YOUR OBJECTIVE: List every line of the records below that contains the word "pillar", copying each one in full.

EXTRACTED MATERIAL:
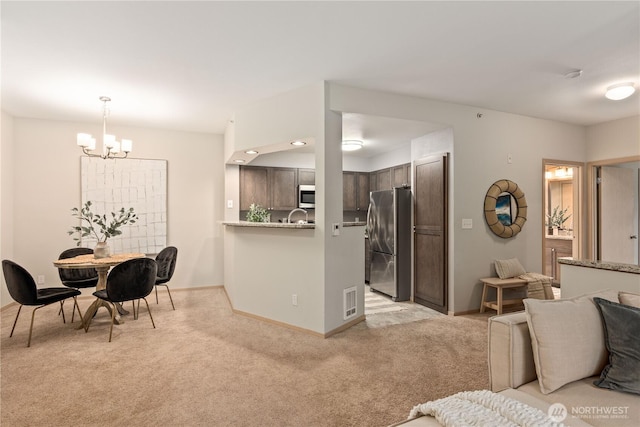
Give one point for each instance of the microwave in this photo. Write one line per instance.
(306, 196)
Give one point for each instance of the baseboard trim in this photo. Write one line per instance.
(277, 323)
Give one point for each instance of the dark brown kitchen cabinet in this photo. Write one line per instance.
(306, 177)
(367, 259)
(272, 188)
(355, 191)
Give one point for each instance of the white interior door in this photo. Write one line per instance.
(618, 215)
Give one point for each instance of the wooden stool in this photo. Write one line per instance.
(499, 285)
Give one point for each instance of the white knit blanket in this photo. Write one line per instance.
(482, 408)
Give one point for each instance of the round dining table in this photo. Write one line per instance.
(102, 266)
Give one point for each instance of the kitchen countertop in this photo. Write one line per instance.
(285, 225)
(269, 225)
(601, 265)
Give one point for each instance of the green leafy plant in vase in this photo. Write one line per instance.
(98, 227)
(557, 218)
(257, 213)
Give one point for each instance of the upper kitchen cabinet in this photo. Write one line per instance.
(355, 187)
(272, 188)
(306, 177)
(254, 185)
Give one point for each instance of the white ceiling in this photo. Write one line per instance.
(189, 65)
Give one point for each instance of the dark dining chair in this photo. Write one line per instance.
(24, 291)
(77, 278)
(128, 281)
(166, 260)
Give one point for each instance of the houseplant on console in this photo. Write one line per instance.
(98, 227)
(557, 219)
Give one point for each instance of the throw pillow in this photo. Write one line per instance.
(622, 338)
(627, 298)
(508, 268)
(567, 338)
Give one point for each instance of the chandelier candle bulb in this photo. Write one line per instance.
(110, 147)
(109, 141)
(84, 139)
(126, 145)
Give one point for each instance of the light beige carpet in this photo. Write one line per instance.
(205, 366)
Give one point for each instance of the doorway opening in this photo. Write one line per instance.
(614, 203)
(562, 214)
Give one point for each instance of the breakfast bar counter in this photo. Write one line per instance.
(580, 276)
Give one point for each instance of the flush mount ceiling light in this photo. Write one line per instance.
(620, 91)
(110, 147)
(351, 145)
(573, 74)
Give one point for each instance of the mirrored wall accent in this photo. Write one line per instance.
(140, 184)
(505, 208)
...
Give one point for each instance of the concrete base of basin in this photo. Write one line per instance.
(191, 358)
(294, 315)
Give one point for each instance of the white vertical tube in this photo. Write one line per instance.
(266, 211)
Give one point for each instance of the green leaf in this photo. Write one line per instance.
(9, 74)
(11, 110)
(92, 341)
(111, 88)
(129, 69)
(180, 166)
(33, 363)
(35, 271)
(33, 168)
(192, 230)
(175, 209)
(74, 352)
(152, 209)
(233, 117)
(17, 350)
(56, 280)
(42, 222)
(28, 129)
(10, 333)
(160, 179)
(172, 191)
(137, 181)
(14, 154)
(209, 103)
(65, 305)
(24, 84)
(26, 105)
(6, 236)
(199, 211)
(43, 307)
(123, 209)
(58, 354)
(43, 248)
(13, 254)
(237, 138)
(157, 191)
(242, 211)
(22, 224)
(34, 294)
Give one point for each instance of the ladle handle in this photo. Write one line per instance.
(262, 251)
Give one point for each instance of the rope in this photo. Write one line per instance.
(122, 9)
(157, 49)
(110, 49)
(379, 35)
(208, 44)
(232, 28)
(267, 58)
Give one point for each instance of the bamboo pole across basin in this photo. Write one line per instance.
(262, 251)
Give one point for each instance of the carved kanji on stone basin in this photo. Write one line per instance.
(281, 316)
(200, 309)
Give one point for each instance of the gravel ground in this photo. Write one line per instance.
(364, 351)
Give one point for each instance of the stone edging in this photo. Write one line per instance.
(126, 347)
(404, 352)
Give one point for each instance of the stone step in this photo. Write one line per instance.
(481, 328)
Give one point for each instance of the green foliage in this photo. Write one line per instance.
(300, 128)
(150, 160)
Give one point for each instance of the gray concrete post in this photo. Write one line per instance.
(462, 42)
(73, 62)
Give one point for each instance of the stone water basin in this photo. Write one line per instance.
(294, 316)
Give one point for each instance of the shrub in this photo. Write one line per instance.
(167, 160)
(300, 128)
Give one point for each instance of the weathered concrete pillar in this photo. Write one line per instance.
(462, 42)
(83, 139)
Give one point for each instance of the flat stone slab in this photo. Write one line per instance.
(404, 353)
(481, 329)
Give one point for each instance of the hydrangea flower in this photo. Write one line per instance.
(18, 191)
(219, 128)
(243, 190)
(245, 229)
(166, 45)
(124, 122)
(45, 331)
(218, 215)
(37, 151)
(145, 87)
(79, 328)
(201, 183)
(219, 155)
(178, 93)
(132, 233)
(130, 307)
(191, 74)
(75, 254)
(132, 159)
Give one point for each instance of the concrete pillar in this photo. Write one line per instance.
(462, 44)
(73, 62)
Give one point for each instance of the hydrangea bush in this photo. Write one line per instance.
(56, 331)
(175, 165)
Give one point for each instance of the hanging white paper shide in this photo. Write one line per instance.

PROBLEM SOLUTION:
Give one point for each instance of the weathered concrete pillar in this photo. Write one line per instance.
Give one point for each instance of the concrete pillar in this photo. Write one line per instance.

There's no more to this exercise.